### RECORD EXTRACTS

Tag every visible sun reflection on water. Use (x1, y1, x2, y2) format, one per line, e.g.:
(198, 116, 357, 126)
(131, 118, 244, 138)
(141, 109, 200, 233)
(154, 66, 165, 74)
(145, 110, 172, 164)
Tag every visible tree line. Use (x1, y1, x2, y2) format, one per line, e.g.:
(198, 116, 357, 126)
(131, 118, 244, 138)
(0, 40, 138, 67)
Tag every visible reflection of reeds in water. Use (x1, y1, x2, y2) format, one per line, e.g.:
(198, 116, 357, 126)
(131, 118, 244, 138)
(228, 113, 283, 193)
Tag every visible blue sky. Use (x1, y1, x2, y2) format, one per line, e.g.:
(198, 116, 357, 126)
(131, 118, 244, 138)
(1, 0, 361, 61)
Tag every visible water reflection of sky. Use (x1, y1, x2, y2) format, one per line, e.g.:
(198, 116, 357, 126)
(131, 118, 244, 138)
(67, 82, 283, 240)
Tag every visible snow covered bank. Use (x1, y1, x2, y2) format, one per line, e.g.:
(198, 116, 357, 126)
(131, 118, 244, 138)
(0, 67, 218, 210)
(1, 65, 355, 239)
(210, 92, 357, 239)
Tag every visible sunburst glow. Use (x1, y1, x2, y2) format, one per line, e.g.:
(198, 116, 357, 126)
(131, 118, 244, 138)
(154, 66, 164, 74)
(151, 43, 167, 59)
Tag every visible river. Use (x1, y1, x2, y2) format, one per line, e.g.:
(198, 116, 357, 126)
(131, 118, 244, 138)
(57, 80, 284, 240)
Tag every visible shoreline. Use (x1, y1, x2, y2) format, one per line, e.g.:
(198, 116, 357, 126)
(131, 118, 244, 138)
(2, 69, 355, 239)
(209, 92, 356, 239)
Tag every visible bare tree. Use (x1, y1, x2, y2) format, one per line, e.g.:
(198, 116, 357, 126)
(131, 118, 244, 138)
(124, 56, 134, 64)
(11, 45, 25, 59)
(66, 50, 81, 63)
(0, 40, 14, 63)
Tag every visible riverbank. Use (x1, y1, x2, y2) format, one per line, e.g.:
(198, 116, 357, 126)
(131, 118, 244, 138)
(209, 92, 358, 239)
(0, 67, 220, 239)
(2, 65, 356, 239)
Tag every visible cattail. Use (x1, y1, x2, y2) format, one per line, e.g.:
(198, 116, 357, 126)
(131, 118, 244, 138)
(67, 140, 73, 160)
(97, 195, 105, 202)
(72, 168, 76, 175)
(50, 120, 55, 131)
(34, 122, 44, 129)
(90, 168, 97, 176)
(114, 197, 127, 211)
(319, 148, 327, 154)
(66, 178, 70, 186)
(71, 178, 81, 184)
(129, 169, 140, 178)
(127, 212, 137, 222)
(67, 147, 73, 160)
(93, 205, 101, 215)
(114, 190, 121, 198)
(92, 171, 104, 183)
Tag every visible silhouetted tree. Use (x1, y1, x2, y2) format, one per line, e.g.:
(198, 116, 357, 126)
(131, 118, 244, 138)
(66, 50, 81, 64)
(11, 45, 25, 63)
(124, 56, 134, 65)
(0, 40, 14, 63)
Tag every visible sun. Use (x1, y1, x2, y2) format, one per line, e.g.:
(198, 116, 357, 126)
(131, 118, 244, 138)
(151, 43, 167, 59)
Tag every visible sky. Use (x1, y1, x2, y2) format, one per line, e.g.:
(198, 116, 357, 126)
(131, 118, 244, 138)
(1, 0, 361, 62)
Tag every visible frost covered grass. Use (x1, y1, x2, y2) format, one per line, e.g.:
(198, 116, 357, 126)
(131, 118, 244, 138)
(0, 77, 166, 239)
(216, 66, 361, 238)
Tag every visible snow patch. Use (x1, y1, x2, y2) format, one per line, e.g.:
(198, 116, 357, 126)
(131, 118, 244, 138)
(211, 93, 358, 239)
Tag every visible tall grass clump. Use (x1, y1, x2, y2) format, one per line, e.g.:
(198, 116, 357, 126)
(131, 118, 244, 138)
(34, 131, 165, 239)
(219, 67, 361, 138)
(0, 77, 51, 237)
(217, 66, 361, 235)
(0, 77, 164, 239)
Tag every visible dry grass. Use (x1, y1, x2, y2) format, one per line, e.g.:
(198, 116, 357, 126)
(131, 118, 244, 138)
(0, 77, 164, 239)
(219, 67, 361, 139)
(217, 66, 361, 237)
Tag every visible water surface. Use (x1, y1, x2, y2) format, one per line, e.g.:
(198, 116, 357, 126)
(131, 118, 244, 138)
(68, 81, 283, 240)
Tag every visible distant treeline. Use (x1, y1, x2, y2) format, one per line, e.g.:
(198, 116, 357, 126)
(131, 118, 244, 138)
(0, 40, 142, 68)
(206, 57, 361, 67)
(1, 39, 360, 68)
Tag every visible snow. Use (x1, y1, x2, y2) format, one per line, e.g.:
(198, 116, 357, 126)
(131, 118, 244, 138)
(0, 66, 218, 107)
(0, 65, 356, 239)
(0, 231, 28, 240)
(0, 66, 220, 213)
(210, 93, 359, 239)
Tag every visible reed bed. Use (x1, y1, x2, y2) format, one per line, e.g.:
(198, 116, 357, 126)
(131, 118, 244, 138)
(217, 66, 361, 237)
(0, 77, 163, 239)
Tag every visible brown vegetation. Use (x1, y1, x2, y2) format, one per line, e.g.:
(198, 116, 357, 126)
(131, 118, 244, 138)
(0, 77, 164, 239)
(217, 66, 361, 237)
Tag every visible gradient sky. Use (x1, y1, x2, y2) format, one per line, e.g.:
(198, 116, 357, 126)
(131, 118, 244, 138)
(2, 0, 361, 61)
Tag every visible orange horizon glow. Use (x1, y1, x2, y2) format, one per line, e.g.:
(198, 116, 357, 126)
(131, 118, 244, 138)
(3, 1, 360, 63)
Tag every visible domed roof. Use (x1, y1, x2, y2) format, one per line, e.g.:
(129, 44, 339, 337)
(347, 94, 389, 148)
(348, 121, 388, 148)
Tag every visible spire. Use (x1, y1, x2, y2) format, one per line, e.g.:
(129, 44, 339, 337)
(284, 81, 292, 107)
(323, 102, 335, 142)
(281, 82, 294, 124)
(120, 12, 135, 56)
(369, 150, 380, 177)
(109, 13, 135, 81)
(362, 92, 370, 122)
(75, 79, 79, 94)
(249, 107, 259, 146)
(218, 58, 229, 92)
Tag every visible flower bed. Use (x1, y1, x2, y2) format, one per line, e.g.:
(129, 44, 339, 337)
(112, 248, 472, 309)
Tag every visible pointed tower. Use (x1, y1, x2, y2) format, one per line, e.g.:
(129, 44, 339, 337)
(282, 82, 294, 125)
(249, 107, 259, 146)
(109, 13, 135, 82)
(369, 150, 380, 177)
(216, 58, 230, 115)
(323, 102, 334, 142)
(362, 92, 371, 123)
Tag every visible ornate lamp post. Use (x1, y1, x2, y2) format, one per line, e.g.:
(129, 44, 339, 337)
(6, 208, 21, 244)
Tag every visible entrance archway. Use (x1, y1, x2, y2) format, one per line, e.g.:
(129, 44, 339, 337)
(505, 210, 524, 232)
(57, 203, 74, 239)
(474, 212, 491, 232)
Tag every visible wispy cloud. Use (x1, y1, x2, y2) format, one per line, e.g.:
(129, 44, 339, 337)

### TASK DESCRIPTION
What is the number of lines in the records that include "reflection"? Answer with that number alone.

### YOUR SOLUTION
3